►

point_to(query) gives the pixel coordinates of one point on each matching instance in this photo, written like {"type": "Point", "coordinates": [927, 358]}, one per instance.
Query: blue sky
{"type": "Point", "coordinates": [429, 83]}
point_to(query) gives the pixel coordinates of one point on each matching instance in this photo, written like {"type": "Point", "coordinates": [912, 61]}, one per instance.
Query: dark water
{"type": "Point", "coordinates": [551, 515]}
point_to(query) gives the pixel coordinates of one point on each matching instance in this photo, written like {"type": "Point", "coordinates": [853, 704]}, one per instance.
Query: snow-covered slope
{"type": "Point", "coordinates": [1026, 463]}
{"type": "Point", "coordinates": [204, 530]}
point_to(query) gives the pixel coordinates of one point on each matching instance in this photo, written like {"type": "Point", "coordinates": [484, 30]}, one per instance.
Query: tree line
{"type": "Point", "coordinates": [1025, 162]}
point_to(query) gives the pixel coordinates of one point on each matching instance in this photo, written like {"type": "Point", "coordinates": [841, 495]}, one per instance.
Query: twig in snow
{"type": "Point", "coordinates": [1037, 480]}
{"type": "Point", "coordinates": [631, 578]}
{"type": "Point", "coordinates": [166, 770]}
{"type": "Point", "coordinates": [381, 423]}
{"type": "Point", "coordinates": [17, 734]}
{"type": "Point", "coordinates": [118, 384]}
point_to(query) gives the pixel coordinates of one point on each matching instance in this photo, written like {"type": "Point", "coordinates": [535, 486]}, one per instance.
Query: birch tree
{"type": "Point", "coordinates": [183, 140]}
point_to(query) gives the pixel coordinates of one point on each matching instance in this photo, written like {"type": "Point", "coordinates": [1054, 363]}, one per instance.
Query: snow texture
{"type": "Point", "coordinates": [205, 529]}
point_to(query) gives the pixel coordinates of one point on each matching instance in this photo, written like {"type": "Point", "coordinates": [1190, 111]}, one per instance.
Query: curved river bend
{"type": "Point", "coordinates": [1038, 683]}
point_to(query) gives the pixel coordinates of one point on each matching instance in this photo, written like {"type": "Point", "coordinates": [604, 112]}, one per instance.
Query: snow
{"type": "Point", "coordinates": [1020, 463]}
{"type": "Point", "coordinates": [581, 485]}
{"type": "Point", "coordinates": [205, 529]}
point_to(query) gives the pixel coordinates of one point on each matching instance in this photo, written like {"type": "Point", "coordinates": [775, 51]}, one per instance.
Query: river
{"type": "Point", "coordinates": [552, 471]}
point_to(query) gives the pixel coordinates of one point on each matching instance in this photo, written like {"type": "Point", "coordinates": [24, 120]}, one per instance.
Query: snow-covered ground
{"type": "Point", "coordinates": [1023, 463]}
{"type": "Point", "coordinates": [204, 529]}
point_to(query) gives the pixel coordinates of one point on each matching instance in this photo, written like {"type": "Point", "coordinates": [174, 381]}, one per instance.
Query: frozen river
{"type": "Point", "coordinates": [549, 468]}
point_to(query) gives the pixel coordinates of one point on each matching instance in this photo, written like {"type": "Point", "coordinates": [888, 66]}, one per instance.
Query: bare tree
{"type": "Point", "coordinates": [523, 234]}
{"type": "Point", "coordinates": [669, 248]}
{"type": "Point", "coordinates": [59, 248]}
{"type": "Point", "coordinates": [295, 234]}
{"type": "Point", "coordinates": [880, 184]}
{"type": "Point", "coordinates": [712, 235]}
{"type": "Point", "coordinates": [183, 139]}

◄

_EXERCISE INSTRUCTIONS_.
Every record above must be duplicated exactly.

_TASK RESPONSE_.
point_to(query) gives the pixel coordinates of one point on each matching instance in this photo, written like {"type": "Point", "coordinates": [927, 358]}, one per instance.
Query: blue sky
{"type": "Point", "coordinates": [429, 83]}
point_to(query) gives the pixel coordinates of one point on each matching instance in this photo, written like {"type": "Point", "coordinates": [912, 61]}, one per instance.
Query: dark water
{"type": "Point", "coordinates": [551, 515]}
point_to(query) gives the pixel coordinates of one point on each matching instance in this photo, written like {"type": "Point", "coordinates": [853, 704]}, one per instance.
Query: snow-covered slope
{"type": "Point", "coordinates": [1026, 463]}
{"type": "Point", "coordinates": [204, 530]}
point_to(query) gives the pixel coordinates of one point on each matching instance in this photo, written like {"type": "Point", "coordinates": [484, 30]}, one per instance.
Query: tree line
{"type": "Point", "coordinates": [1025, 162]}
point_to(query) gives the pixel coordinates of one point on each matching instance in this photo, written like {"type": "Point", "coordinates": [841, 495]}, one per instance.
Query: twig in snow
{"type": "Point", "coordinates": [1037, 480]}
{"type": "Point", "coordinates": [631, 578]}
{"type": "Point", "coordinates": [166, 770]}
{"type": "Point", "coordinates": [381, 423]}
{"type": "Point", "coordinates": [17, 734]}
{"type": "Point", "coordinates": [118, 384]}
point_to(query) gives the pixel coordinates of one point on each matching instance in this photo, written like {"type": "Point", "coordinates": [535, 486]}, one per instance.
Query: birch tree
{"type": "Point", "coordinates": [183, 140]}
point_to(query) gives the pixel coordinates of one point on each matching instance in this photo, written like {"type": "Point", "coordinates": [1054, 363]}, one per instance.
Query: snow texture
{"type": "Point", "coordinates": [205, 529]}
point_to(query) gives the pixel coordinates of one point on each matching instance in this photo, written like {"type": "Point", "coordinates": [1190, 111]}, one per instance.
Query: curved river bend
{"type": "Point", "coordinates": [1038, 683]}
point_to(query) gives the pixel coordinates of one point on each matching instance in this photo, written like {"type": "Point", "coordinates": [604, 112]}, one per instance.
Query: snow
{"type": "Point", "coordinates": [1020, 463]}
{"type": "Point", "coordinates": [581, 485]}
{"type": "Point", "coordinates": [205, 529]}
point_to(query) gives the pixel coordinates of one point on each matching instance in this photo, written like {"type": "Point", "coordinates": [775, 51]}, one per instance.
Query: river
{"type": "Point", "coordinates": [552, 471]}
point_to(query) gives the pixel coordinates of one point on each matching instance in this photo, written like {"type": "Point", "coordinates": [24, 120]}, one per instance.
Query: snow-covered ground
{"type": "Point", "coordinates": [1023, 463]}
{"type": "Point", "coordinates": [204, 529]}
point_to(query) gives the pixel coordinates of one point on each matching instance in this photo, written like {"type": "Point", "coordinates": [174, 381]}, one per instance.
Query: frozen river
{"type": "Point", "coordinates": [549, 468]}
point_to(query) gives the pixel coordinates of one point on each matching instance in this photo, written like {"type": "Point", "coordinates": [888, 66]}, one per instance.
Query: bare tree
{"type": "Point", "coordinates": [523, 234]}
{"type": "Point", "coordinates": [669, 248]}
{"type": "Point", "coordinates": [59, 248]}
{"type": "Point", "coordinates": [295, 234]}
{"type": "Point", "coordinates": [880, 184]}
{"type": "Point", "coordinates": [712, 235]}
{"type": "Point", "coordinates": [183, 139]}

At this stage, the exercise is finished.